▸ What is expected: Please rewrite the records below, changing every "Just box it" to "Mark it with a box" and keeping everything else the same.

-*-

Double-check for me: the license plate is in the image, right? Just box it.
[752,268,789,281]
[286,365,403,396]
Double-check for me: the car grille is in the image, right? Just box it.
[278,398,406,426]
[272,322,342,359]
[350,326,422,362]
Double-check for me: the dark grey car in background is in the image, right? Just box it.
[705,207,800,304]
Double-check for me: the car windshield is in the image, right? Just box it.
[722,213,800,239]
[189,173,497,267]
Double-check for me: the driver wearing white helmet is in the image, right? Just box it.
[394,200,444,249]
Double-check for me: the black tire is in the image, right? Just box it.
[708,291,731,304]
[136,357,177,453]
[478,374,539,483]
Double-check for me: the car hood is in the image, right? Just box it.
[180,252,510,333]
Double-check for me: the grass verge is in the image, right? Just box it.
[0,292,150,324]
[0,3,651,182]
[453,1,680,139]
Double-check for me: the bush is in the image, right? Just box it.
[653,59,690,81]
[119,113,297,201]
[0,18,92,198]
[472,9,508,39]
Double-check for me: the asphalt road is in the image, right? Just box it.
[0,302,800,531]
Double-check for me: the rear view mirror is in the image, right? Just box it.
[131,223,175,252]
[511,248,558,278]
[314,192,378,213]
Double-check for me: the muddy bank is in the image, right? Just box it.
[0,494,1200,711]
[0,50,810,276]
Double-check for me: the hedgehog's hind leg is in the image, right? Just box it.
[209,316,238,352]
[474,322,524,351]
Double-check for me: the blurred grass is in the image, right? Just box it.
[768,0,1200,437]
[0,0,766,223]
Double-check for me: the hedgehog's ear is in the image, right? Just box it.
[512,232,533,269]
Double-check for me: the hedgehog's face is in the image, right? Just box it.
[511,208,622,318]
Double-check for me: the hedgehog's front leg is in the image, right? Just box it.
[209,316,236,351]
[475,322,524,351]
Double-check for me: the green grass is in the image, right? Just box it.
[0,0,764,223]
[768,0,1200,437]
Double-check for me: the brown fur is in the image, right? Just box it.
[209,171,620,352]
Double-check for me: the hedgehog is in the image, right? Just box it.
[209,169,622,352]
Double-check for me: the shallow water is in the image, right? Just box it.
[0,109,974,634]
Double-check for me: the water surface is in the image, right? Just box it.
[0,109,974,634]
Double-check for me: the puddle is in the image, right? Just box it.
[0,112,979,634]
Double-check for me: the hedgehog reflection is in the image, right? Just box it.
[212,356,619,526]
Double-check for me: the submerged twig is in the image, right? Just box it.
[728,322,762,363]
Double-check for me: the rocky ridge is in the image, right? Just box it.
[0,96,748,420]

-*-

▸ Task output:
Double-check for me: the license plate is in the image, right? Mark it with a box.
[752,268,789,281]
[286,365,403,396]
Double-check for me: the car grille is in the image, right? Mark it with a box.
[278,398,406,426]
[272,322,342,359]
[350,326,422,362]
Double-check for me: the dark grey car in background is in the image, right? Mark it with a box.
[705,207,800,304]
Double-check for me: the car windshield is in the image, right? Mark it with a box.
[722,213,800,239]
[189,173,497,267]
Double-check for me: the driver wearing white helmet is in the image, right? Mark it with a box.
[394,200,444,249]
Double-check for me: the black tire is in the image, right? Mark it with a box.
[708,291,731,304]
[136,357,177,453]
[478,374,539,483]
Double-check for me: the car hood is in the image, right? Mark it with a box.
[180,252,510,333]
Double-check for me: the grass verge is in the image, right? Mark it with a box.
[0,292,150,324]
[0,3,651,182]
[453,1,680,139]
Double-check for me: the bush is in the image, right? Mark it with a box.
[653,59,690,81]
[119,113,297,201]
[0,18,92,198]
[472,9,508,39]
Double-check for me: the asphalt road is in the image, right? Mark it with a box.
[0,302,800,531]
Double-check for me: the rear view mirror is in the image, right? Mark it with a box.
[131,223,175,252]
[511,248,558,278]
[314,192,378,213]
Double-check for me: the muddy bank is in the image, right? Mark it with a box.
[0,494,1200,711]
[0,50,810,276]
Double-check for me: the hedgehog's hind leg is in the image, right? Mark it with a box.
[209,316,238,352]
[474,322,524,351]
Double-check for me: the blurred grass is in the image, right? Mark it with a box.
[768,0,1200,437]
[0,0,766,223]
Double-check for me: the hedgehog's ear is in the image, right? Mark it with a box.
[512,232,533,269]
Double-check for me: the hedgehog's face is in the image, right? Mark it with a box.
[511,208,622,318]
Double-check for me: the hedgehog's front leg is in the image, right? Mark it with a box.
[209,316,236,351]
[475,322,524,351]
Double-check for me: the green grass is in the image, right? Mark it with a box.
[0,0,764,223]
[768,0,1200,437]
Double-check for me: the brown fur is in the image, right? Mark it with a box.
[209,171,620,352]
Double-check for me: the hedgehog is in the image, right? Mark it with a box.
[209,169,622,352]
Double-check for me: the shallow water is in the image, right? Mark it with a box.
[0,109,974,634]
Double-check for me: the water surface is in the image, right? Mark it with a box.
[0,109,974,634]
Double-check for me: the puddle is in the image, right? Mark it with a box.
[0,112,979,634]
Double-check for me: the hedgehog reflection is in the image, right? Mark it with a box.
[212,356,619,526]
Double-check for me: the submerged twig is in the image, right? Mark it with a box.
[728,322,762,363]
Double-check for me: the rocky ridge is in the image, right? Mark it with a box.
[0,96,748,420]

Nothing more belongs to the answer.